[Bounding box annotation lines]
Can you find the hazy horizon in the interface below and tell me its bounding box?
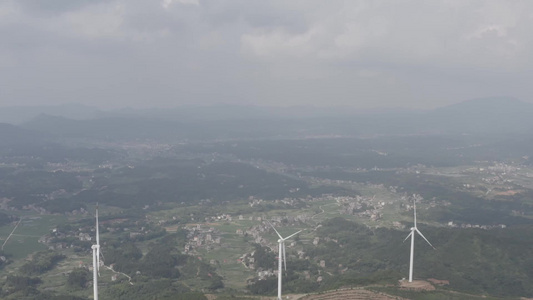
[0,0,533,110]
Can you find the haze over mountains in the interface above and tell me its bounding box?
[0,97,533,141]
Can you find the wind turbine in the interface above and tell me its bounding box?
[403,200,435,282]
[91,245,100,300]
[268,222,302,300]
[91,203,100,300]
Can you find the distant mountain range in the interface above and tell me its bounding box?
[0,97,533,142]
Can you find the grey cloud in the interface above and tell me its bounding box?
[0,0,533,107]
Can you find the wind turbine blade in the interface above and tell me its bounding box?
[415,228,437,250]
[413,200,416,228]
[284,230,303,240]
[403,230,413,242]
[283,243,287,271]
[267,221,283,239]
[96,202,100,271]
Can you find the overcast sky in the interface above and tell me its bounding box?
[0,0,533,109]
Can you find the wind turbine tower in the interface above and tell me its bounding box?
[403,200,435,282]
[268,222,302,300]
[91,245,100,300]
[91,203,100,300]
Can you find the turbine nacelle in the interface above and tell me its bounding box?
[268,222,302,300]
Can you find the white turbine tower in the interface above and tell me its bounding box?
[91,245,100,300]
[268,222,302,300]
[403,200,435,282]
[96,203,100,276]
[91,203,100,300]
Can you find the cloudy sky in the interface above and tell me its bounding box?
[0,0,533,109]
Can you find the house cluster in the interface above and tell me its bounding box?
[184,224,221,253]
[442,221,507,230]
[336,196,385,221]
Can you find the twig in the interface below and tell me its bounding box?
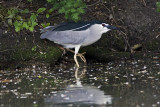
[142,0,147,6]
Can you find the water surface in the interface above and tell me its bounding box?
[0,54,160,107]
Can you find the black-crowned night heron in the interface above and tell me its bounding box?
[40,21,117,67]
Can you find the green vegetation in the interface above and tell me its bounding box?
[156,2,160,12]
[2,0,86,32]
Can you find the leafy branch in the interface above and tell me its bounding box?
[7,0,86,32]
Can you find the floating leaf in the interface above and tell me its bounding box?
[37,8,46,13]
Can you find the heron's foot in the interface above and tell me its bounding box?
[77,52,86,62]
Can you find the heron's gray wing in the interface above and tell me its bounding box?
[40,30,88,45]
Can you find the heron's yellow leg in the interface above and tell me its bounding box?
[67,48,86,62]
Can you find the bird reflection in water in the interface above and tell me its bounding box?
[44,68,112,107]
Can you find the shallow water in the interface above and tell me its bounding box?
[0,54,160,107]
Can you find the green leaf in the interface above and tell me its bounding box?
[58,7,65,13]
[46,23,50,27]
[48,8,54,13]
[20,9,29,14]
[41,23,50,28]
[47,0,52,3]
[8,19,13,25]
[22,22,29,30]
[156,2,160,12]
[46,13,49,18]
[32,46,37,51]
[16,15,22,20]
[29,27,34,32]
[32,22,38,27]
[37,8,46,13]
[72,13,79,20]
[30,13,37,22]
[71,8,76,13]
[27,0,32,2]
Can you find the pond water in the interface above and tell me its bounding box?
[0,54,160,107]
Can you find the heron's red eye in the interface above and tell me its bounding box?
[102,23,105,27]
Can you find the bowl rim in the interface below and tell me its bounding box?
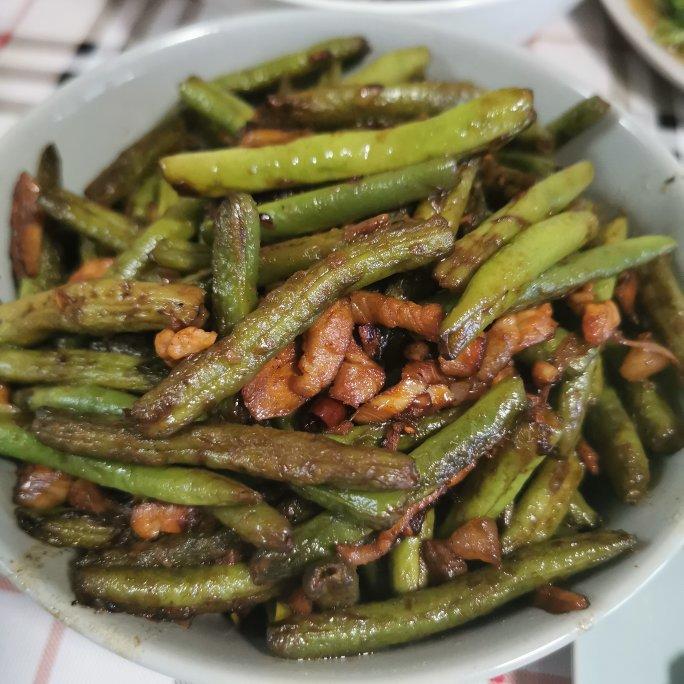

GIVEN EXERCISE:
Retype the lines from the one holding "Can you find the turbine" through the one holding "[7,0,86,32]", both included, with no changes. Leave the pictures out of your answer.

EXPECTED OUTPUT:
Can you find the turbine nacelle in the interface above and tell me its bounding box?
[268,222,302,300]
Can you find the white turbine tower in the interface above and tell me its bounding box?
[91,245,100,300]
[268,222,302,300]
[403,200,435,282]
[96,203,100,276]
[91,203,100,300]
Can you find the cloudy sky in the interface above and tell me its bounding box?
[0,0,533,109]
Can you find the house cluster in the interface above and tell me its bounding box?
[184,224,221,253]
[442,221,507,230]
[336,196,385,221]
Can you find the twig in the interface below and tell me its bounding box?
[142,0,147,6]
Can you find the water surface in the interface above and tell me its bounding box?
[0,54,160,107]
Can you find the black-crowned night heron in the interface above and tell me its bounding box?
[40,21,117,67]
Can you find the green vegetation in the interface above and tell me its bounding box?
[156,2,160,12]
[2,0,86,32]
Can you find the leafy branch in the interface above and tell me its bounding box?
[7,0,86,32]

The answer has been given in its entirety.